▶ _Records provided_:
—————

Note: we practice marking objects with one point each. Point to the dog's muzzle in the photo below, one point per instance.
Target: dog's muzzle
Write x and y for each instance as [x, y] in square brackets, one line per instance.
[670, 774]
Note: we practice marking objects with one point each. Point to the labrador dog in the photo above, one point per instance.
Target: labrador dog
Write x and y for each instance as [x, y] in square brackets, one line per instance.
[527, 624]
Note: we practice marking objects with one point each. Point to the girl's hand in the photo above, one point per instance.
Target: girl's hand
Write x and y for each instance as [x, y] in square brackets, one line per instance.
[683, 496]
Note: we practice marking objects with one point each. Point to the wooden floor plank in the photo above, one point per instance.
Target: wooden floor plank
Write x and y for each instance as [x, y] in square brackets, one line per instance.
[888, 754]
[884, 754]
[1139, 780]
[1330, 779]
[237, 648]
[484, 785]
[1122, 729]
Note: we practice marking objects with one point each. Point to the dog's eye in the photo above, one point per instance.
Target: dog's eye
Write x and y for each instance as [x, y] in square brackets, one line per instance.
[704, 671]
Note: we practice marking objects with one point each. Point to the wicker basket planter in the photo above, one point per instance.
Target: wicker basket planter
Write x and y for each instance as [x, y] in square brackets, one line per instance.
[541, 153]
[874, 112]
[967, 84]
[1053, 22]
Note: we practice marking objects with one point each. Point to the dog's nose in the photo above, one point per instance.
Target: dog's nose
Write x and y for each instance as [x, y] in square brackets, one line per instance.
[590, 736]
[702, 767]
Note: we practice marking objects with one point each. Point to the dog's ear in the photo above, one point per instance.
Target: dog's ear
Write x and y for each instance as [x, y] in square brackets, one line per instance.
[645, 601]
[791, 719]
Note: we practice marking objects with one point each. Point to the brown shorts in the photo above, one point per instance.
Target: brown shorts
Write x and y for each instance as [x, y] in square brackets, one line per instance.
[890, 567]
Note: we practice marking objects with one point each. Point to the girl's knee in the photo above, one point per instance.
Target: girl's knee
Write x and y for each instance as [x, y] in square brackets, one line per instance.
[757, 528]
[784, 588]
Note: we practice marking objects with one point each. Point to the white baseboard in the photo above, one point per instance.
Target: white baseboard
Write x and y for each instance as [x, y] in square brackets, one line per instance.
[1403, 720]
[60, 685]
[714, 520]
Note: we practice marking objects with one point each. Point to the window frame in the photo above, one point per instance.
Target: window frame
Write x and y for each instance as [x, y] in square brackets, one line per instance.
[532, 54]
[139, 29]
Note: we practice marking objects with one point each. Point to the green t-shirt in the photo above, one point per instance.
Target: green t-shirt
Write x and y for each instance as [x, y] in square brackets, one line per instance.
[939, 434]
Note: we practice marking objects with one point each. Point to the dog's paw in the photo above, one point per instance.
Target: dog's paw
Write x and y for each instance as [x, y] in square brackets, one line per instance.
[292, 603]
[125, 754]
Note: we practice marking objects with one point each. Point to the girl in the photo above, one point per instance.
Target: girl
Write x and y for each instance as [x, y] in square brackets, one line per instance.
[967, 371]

—————

▶ _Aim_: Give every line of the records above as a numbered list, leaving out any blank lines.

▶ _The reply_:
1. Note: we practice marking objects with one point each. Point to the dog's muzzle in the photo below, one point per instance.
2. Target: dog's muzzle
3. Write x and y for each instance as [x, y] in square brackets, one line per instance.
4. [670, 774]
5. Note: we practice marking objects with one point each. Point to the labrador dog in the photo above, one point per instance.
6. Target: labrador dog
7. Write x and y for each instance as [x, y] in square brackets, one line per instance.
8. [527, 624]
9. Note: we practice marking objects with one point each. Point to the girl's hand in the photo above, one point per instance.
10. Target: girl's hand
11. Write x and y for each instance as [x, y] in square brackets, one line per instance.
12. [683, 496]
13. Note: we practice marking objects with one point each. Point to the wooden floor plank in the photo above, one point per instance.
14. Target: wooden floor plank
15. Write x and y for each instance as [x, y] in square brackets, one line per instance.
16. [888, 754]
17. [884, 754]
18. [1139, 780]
19. [1330, 779]
20. [237, 648]
21. [484, 785]
22. [1122, 729]
23. Note: we practice marking objects with one point each. Point to the dog's eye in the photo above, one point per instance.
24. Target: dog's eye
25. Write x and y for each instance as [x, y] in square brackets, one line per instance.
26. [704, 671]
27. Note: we practice marking objects with one point each. Point to the wicker basket planter in the photo above, one point per instance.
28. Target: wicker basket planter
29. Write x and y for each instance as [x, y] in square brackets, one line per instance.
30. [541, 153]
31. [874, 112]
32. [967, 84]
33. [1053, 22]
34. Note: we practice marking objects with one point each. Point to the dog's nose in the photo above, one point per instance.
35. Target: dog's nose
36. Write x and y for each instance as [x, y] in square brackets, one line per instance.
37. [590, 736]
38. [702, 767]
39. Note: we practice marking objects with one point each. Point to the dog's ear in the photo above, one point per instance.
40. Target: dog's ear
41. Write x and y for each instance as [x, y] in square brackets, one line per instance.
42. [645, 601]
43. [791, 719]
44. Note: we practice marking objects with one point each. Point to the brown shorts in the photo above, one point per instance.
45. Target: brown shorts
46. Write x and y for each instance as [x, y] in square brackets, one line per instance.
47. [890, 567]
48. Note: we practice marking objects with one point each. Point to the girl's knee in the photo above, one point per instance.
49. Target: girl's knee
50. Write x and y for each instance as [x, y] in square brackets, one line per instance.
51. [757, 528]
52. [784, 588]
53. Note: we practice marking objects with one point each. Point to the white baseboard in the photo above, one point per instance.
54. Target: white baseboard
55. Write x and y for each instance as [x, y] in square brackets, one line per instance.
56. [1403, 720]
57. [60, 685]
58. [714, 520]
59. Note: we practice marking objects with one point each. Point to the window frame in the photo above, one point per instance.
60. Target: window frame
61. Write x and y for each instance as [x, y] in square brackets, one line per instance.
62. [532, 54]
63. [139, 29]
64. Note: we practice marking objects with one point each. Point to the green t-shirt in the photo above, one point per instance.
65. Target: green t-shirt
66. Write x and y for each instance as [x, y] in square brackets, one line per instance.
67. [939, 434]
68. Note: we practice marking objects with one point each. Point to the dog's paw in the photo above, one point per instance.
69. Target: dog's paw
70. Write x and y for each instance as [x, y] in square brackets, one line per instance.
71. [292, 603]
72. [125, 754]
73. Note: we practice marking objects with one point each. Point to the girl in the photo above, one point per instance.
74. Target: girl
75. Write x and y for each instance as [x, y] in square brackets, one line per instance.
76. [967, 371]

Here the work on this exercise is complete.